--- LATIHAN SINGKAT 1 ---
Ambil setiap baris dari catatan di bawah yang memuat kata "leaf".

--- TEKS HASIL EKSTRAKSI ---
___

Oleh: Sebedeus G. Mote
Kata lain dari dialog adalah sebuah bentuk komunikasi antara sesama manusia, maupun manusia dengan ciptaan lain, untuk lebih saling memahami. Manusia adalah makhluk individual, sekaligus makhluk sosial yang mengambil bagian dalam seluruh kehidupan.
Setiap manusia juga memiliki identitas yang berbeda dengan manusia lainnya. Di satu sisi, manusia perlu mengenal manusia lain dalam kehidupan sosialnya, agar manusia dapat saling berinteraksi dengan baik, sembari menjunjung nilai humanitasnya.

___

--- DATA YANG DISEDIAKAN ---
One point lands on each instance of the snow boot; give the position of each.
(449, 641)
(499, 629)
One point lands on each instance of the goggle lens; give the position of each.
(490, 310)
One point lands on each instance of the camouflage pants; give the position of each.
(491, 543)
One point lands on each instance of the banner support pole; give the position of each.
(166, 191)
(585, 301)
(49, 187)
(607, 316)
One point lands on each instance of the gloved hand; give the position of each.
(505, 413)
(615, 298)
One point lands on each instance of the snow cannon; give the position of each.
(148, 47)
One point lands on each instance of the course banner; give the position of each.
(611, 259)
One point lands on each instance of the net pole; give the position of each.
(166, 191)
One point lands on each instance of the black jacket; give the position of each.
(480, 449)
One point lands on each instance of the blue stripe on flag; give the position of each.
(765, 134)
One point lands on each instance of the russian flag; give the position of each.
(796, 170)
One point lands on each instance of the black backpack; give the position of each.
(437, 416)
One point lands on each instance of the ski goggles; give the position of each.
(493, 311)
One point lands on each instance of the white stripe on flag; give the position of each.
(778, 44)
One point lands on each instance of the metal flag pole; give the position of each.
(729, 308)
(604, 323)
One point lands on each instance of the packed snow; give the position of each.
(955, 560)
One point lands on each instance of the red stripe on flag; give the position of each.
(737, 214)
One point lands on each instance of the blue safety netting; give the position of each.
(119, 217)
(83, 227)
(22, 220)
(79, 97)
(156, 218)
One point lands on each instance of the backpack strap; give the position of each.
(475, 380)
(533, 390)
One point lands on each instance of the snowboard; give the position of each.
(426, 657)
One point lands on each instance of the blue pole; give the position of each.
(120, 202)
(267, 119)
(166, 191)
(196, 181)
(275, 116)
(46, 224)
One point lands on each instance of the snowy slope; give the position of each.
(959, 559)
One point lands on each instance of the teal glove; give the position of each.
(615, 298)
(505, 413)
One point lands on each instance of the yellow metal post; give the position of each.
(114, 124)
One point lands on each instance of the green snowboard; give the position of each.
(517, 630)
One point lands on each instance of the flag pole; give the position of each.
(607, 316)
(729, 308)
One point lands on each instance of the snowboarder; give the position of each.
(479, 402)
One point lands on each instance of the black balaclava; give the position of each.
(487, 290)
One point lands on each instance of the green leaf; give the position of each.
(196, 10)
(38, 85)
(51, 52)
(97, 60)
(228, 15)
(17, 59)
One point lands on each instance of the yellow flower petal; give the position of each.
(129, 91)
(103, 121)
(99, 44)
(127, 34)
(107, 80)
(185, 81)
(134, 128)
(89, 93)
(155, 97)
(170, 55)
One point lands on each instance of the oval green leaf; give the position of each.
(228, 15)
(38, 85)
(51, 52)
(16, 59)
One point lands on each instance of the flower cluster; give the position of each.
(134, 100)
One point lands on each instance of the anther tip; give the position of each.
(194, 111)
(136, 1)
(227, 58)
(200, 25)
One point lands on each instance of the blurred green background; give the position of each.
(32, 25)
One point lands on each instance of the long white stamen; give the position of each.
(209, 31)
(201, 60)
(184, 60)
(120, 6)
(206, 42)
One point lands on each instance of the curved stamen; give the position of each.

___

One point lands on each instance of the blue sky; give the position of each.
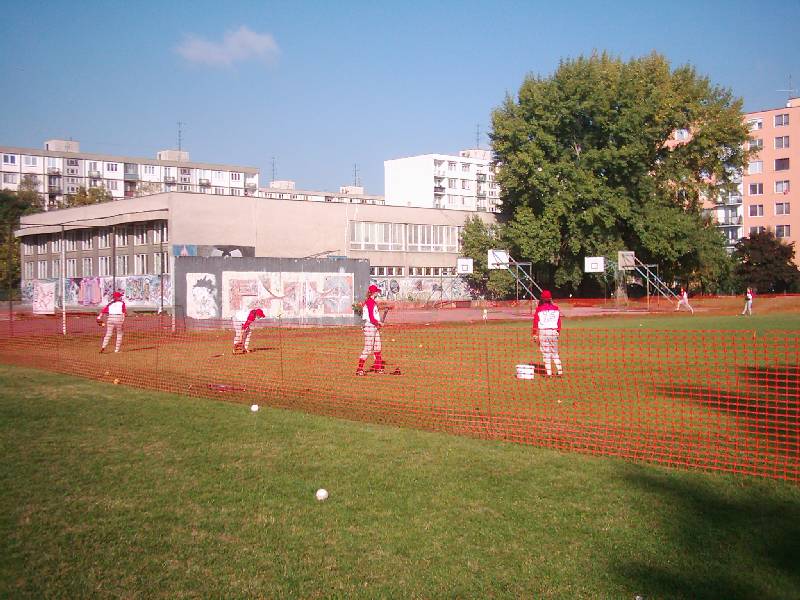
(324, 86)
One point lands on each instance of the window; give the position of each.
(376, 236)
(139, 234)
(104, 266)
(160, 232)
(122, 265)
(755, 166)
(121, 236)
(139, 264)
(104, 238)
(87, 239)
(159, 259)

___

--- LATIHAN SINGKAT 2 ---
Menurut teks hasil ekstraksi di atas, manusia adalah makhluk apa saja?

--- JAWABAN LENGKAP 1 ---
One point lands on each instance of the green leaf; give the position of each.
One point lands on each instance of the oval green leaf; give the position of each.

--- JAWABAN LENGKAP 2 ---
Manusia adalah makhluk individual sekaligus makhluk sosial.